§ Text provided:
Local train buff ready to plan the 21st Century Limited to Boston


December 07, 1993|By Peter Jensen | Peter Jensen,Staff Writer

Edward J. Lombardi has the dream job of any kid who ever tinkered with toy trains.

As manager of performance and tests for Amtrak, he is responsible for checking out the quality and engineering of the Amtrak fleet from the sound levels inside the cars to the stopping distances of big diesel engines.

Most recently, the 47-year-old graduate of Parkville High School and Towson State University -- who lives now in Newark, Del. -- has been coordinating the evaluations for two high-speed trains from Europe.

His findings will greatly influence Amtrak's next generation of Metroliners. By 1997, Mr. Lombardi expects a Baltimore-to-Boston train ride to be reduced from seven hours to hours. Passengers will ride on 150-mph trains with such comforts as televisions, fax machines, and dining-car table settings that feature china, crystal and linen tablecloths.

QUESTION: Amtrak has tested two high-speed European trains recently. What was the result?

ANSWER: The Swedish X2000 and the German ICE -- thInterCityExpress -- were both here as short-term demonstrations.

Amtrak is not looking to buy either of them. We're looking at how these different features and amenities of those two trains fit into our culture. Almost on every trip, we have surveyed the traveling public to find out what they like and what they don't like.

Q. You've said positive things about both.

A. Yes, but they were built for different purposes. The X2000 is a tilting train that was built for curves.

On a curve that other trains have to slow down to 100 mph, the X2000 may not have to slow at all.

The ICE didn't tilt, but used the brute force approach: high horsepower and high acceleration. The ICE was much more elegant on the inside. You had televisions on many of the seat backs. You had Italian marble tables.

Q. Any significant problems?

A. No, we weren't dealing with trains that just came out of the box. They had been running in Europe for at least two years and had been developed 10 years earlier. These things had been debugged.

Q. You're about to write specifications for the Amtrak high-speed train. What will it look like?

A: That hasn't been resolved. Amtrak is going to say what the train has to do and let the builder find the most economic way of getting there. It must hold so many seats and make it between New York and Washington in so many hours.

Q. Most of the groups that are going to bid on the project are based overseas. Why aren't U.S. companies more competitive?

A. They don't have the capability, and it's not because they're dumb or inadequate. There was just no economic reason to build.

General Electric could have said 15 years ago, 'Let's build a high-technology, high-speed 150-mph train,' but who would buy it? Amtrak was the only possible candidate, and we didn't have the money. In Europe, trains are part of the culture, as is $4-a-gallon gasoline. Their railroads are heavily taxpayer-supported.

Q: The differences between the current 125-mph Metroliner and a 150-mph high-speed train seem somewhat negligible on a trip from Baltimore to Washington or Philadelphia.

A: That's true. But the high-speed trains were not really developed to reduce the Baltimore-Washington trip time.

§ Request:
Write out, word for word, the stretch of the Amtrak article from "Amtrak is not" through "things about both.".

Labeled-object pointing entries:
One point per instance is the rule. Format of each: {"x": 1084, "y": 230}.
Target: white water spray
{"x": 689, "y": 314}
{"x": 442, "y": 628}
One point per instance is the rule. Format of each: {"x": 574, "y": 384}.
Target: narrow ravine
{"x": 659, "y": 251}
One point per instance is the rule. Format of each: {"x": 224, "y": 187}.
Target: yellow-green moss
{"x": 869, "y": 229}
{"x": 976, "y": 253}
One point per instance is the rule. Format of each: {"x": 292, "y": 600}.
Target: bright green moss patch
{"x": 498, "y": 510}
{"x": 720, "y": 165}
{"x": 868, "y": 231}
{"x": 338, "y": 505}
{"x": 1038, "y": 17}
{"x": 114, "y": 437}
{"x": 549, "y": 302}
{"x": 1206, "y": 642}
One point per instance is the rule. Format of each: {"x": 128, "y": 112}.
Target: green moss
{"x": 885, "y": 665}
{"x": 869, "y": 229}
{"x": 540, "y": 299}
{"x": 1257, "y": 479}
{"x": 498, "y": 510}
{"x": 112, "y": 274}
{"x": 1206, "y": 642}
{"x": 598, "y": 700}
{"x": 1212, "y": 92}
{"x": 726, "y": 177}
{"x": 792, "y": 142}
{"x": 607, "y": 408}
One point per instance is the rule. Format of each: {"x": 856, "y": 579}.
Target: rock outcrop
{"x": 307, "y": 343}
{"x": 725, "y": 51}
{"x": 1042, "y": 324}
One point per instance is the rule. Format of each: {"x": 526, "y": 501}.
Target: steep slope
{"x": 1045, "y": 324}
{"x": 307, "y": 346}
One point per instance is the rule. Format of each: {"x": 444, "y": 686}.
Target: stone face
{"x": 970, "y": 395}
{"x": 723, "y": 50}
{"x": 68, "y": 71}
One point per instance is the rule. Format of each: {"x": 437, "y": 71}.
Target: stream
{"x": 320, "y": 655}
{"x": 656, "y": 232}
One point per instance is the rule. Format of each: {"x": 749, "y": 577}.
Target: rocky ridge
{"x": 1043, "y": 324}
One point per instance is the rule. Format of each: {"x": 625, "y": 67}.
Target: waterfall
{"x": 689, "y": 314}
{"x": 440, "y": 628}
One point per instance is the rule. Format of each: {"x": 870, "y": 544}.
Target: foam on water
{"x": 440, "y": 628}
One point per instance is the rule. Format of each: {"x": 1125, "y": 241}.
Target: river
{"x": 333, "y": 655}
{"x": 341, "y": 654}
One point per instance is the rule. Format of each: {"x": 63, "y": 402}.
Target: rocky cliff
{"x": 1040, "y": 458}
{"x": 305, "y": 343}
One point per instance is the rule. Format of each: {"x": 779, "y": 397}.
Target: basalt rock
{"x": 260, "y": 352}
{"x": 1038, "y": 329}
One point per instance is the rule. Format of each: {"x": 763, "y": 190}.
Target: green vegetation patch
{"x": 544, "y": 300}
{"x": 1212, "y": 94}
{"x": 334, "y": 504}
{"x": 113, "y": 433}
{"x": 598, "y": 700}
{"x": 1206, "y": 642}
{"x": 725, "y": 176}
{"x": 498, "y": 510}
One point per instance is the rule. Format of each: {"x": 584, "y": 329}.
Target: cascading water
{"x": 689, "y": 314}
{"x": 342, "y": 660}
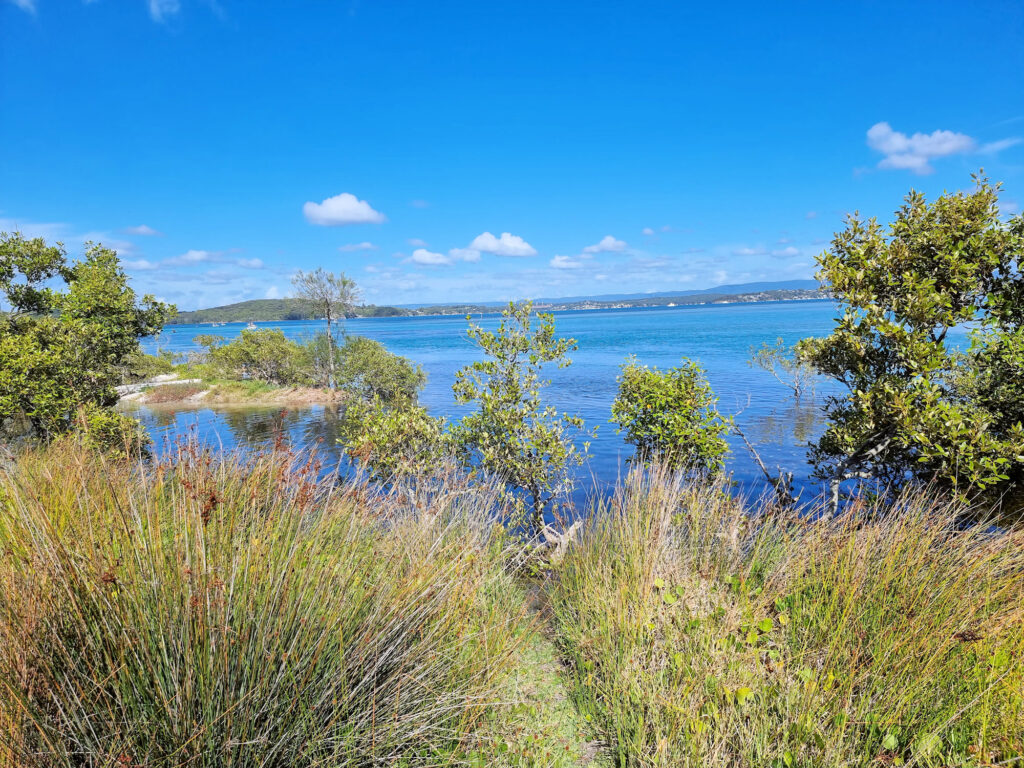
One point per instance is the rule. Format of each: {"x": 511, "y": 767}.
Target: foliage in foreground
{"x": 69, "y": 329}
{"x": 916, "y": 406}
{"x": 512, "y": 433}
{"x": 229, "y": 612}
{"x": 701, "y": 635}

§ Full solution:
Amtrak is not looking to buy either of them. We're looking at how these different features and amenities of those two trains fit into our culture. Almost on every trip, we have surveyed the traveling public to find out what they like and what they don't like.

Q. You've said positive things about both.